◆ Fragmento citado
--------------------
Las elecciones del 11 de marzo de 1973 le dieron el triunfo a Cámpora por un amplio margen, margen que se amplió en los comicios de septiembre de 1973, cuando el peronismo llevó como candidatos a la fórmula Perón- Perón. En todos los casos, las victorias del peronismo no impedían la presencia de una oposición en el marco de un sistema de partidos políticos fuertes y críticos al poder.

Con la recuperación de la democracia el debate electoral se hizo más rico. Las elecciones que llevaron a la presidencia a Alfonsín, Menem, De la Rúa y Kirchner fueron interesantes, más allá de sus resultados o de la calidad de los candidatos ganadores. Algo parecido puede decirse de las elecciones a legisladores y gobernadores.

En todos los casos, el sistema electoral fue competitivo, aunque habría que señalar que ya para la época de Menem empezó a registrarse la irrupción de los llamados candidatos de la farándula en el mundo político. Menem fue el promotor de esa degradación de la política, pero más allá de su responsabilidad, lo cierto es que ya para entonces se notaba que los partidos políticos, tal como los habíamos conocido, perdían centralidad pública y los que se habían constituido como proyectos colectivos se iban degradando en proyectos individuales o de capillas cerradas donde el marketing empezaba a gravitar más que el discurso, la propuesta o la militancia.
--------------------
(Líneas que señalan objetos nombrados)
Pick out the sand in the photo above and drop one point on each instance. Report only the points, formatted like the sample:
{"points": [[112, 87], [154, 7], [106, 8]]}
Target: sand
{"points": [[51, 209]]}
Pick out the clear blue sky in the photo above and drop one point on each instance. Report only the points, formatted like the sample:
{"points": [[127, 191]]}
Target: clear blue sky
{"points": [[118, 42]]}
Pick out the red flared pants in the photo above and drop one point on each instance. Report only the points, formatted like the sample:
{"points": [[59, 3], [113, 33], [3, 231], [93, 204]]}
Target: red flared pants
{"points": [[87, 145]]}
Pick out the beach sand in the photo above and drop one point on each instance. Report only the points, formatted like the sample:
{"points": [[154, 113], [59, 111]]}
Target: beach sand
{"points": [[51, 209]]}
--------------------
◆ Lo que harás
Transcribe completo el fragmento sobre las elecciones en la Argentina, sin alterar una sola palabra ni signo. Las líneas son un material aparte, sin relación con el fragmento.

◆ Resultado
Las elecciones del 11 de marzo de 1973 le dieron el triunfo a Cámpora por un amplio margen, margen que se amplió en los comicios de septiembre de 1973, cuando el peronismo llevó como candidatos a la fórmula Perón- Perón. En todos los casos, las victorias del peronismo no impedían la presencia de una oposición en el marco de un sistema de partidos políticos fuertes y críticos al poder.

Con la recuperación de la democracia el debate electoral se hizo más rico. Las elecciones que llevaron a la presidencia a Alfonsín, Menem, De la Rúa y Kirchner fueron interesantes, más allá de sus resultados o de la calidad de los candidatos ganadores. Algo parecido puede decirse de las elecciones a legisladores y gobernadores.

En todos los casos, el sistema electoral fue competitivo, aunque habría que señalar que ya para la época de Menem empezó a registrarse la irrupción de los llamados candidatos de la farándula en el mundo político. Menem fue el promotor de esa degradación de la política, pero más allá de su responsabilidad, lo cierto es que ya para entonces se notaba que los partidos políticos, tal como los habíamos conocido, perdían centralidad pública y los que se habían constituido como proyectos colectivos se iban degradando en proyectos individuales o de capillas cerradas donde el marketing empezaba a gravitar más que el discurso, la propuesta o la militancia.